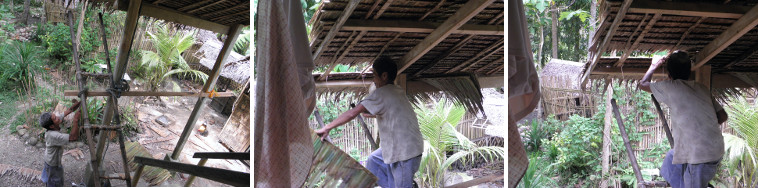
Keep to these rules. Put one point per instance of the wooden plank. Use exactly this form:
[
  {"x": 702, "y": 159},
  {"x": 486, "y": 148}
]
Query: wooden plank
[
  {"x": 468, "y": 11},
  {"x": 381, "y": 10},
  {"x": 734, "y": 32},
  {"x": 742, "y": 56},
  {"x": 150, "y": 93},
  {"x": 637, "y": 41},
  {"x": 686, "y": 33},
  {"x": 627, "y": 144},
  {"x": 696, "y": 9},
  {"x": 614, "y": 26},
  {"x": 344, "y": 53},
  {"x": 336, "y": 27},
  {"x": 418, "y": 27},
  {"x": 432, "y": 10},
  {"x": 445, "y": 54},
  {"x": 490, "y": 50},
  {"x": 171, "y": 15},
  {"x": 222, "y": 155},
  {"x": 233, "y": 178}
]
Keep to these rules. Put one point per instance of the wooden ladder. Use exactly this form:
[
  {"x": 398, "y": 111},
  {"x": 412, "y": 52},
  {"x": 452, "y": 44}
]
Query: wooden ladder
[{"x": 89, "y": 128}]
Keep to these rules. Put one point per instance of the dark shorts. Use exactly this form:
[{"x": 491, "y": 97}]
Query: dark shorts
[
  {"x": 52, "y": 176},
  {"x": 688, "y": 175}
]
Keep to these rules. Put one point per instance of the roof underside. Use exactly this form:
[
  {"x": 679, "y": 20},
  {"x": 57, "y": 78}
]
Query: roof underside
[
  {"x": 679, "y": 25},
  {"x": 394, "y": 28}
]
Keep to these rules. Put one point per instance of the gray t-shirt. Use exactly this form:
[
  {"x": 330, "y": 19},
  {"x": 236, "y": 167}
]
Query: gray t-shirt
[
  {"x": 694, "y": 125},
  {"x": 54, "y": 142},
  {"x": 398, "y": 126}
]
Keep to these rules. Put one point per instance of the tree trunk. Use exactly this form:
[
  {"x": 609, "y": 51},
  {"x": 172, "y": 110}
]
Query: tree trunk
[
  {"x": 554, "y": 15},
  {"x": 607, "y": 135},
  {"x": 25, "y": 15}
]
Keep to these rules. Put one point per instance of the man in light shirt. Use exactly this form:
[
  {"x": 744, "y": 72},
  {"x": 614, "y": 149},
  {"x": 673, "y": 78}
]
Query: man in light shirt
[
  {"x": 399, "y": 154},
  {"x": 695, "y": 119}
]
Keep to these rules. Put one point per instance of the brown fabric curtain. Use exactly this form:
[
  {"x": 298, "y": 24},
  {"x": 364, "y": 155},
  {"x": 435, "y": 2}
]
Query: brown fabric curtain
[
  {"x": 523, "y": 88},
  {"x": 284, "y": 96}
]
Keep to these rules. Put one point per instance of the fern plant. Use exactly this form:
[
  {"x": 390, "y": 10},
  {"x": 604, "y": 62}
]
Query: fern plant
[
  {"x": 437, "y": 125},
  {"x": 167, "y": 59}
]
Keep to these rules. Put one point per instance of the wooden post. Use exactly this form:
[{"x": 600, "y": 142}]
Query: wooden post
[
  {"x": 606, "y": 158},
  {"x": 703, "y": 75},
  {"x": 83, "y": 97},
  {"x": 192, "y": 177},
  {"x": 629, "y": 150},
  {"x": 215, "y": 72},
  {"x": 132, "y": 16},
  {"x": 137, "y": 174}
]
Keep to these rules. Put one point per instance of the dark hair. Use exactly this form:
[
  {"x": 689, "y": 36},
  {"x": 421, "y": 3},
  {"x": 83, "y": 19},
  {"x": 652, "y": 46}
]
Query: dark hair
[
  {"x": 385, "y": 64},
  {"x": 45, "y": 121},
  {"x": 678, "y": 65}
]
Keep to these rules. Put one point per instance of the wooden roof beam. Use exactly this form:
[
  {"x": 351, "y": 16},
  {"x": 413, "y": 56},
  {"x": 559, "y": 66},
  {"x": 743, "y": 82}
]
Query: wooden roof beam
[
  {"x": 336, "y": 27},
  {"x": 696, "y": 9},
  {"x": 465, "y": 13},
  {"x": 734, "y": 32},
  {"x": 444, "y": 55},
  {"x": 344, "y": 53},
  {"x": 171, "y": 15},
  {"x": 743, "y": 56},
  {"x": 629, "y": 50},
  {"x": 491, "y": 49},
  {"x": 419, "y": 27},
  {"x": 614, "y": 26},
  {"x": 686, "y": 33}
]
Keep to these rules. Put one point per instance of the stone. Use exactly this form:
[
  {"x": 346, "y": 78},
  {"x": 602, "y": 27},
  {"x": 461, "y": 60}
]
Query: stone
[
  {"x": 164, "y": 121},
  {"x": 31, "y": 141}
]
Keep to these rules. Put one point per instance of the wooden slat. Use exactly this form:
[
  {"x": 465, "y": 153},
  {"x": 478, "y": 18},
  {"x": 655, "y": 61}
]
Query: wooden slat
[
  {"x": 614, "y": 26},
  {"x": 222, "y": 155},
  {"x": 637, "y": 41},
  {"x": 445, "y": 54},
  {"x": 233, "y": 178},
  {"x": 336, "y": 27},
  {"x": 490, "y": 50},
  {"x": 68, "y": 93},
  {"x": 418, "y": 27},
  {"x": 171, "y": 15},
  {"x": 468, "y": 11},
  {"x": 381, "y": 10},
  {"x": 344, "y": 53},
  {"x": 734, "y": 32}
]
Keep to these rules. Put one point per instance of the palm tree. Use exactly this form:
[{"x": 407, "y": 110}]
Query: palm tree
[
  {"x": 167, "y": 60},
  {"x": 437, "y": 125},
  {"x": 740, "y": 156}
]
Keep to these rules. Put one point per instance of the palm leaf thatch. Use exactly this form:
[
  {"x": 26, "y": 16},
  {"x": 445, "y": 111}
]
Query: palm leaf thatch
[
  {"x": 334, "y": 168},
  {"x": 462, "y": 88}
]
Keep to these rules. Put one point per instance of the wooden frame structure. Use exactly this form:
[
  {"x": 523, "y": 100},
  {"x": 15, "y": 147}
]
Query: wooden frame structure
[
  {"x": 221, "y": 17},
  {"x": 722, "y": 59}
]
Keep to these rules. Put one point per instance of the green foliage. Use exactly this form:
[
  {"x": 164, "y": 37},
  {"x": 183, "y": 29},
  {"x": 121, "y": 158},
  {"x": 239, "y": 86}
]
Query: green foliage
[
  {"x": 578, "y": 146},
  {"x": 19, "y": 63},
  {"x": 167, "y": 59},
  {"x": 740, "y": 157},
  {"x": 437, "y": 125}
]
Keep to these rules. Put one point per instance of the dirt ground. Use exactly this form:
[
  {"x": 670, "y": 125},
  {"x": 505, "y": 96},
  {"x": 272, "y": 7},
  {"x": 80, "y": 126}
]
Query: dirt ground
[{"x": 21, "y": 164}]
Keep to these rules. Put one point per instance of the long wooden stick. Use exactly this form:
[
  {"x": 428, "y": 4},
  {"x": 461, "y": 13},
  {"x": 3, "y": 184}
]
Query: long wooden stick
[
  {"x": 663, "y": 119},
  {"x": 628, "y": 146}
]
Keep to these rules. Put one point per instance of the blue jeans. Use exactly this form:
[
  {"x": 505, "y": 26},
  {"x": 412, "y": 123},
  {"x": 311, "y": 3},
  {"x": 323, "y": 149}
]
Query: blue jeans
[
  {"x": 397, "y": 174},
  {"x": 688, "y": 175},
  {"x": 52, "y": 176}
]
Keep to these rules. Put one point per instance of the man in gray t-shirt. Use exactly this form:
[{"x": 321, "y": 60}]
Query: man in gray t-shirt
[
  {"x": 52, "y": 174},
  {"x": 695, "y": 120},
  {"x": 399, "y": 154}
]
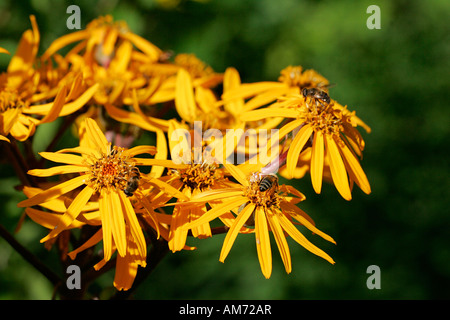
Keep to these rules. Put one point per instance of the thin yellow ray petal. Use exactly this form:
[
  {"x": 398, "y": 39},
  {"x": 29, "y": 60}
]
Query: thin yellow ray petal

Instructions for the task: Recast the records from the line containing "of the thin" through the end of the records as a numbered list, leaving out blank lines.

Solution to this problem:
1. Keep to these rules. Put one point per instance of the thin yellow ray petal. Use exactly this form:
2. [
3.   {"x": 398, "y": 39},
4.   {"x": 29, "y": 60}
5. ]
6. Query: thin yellow ray petal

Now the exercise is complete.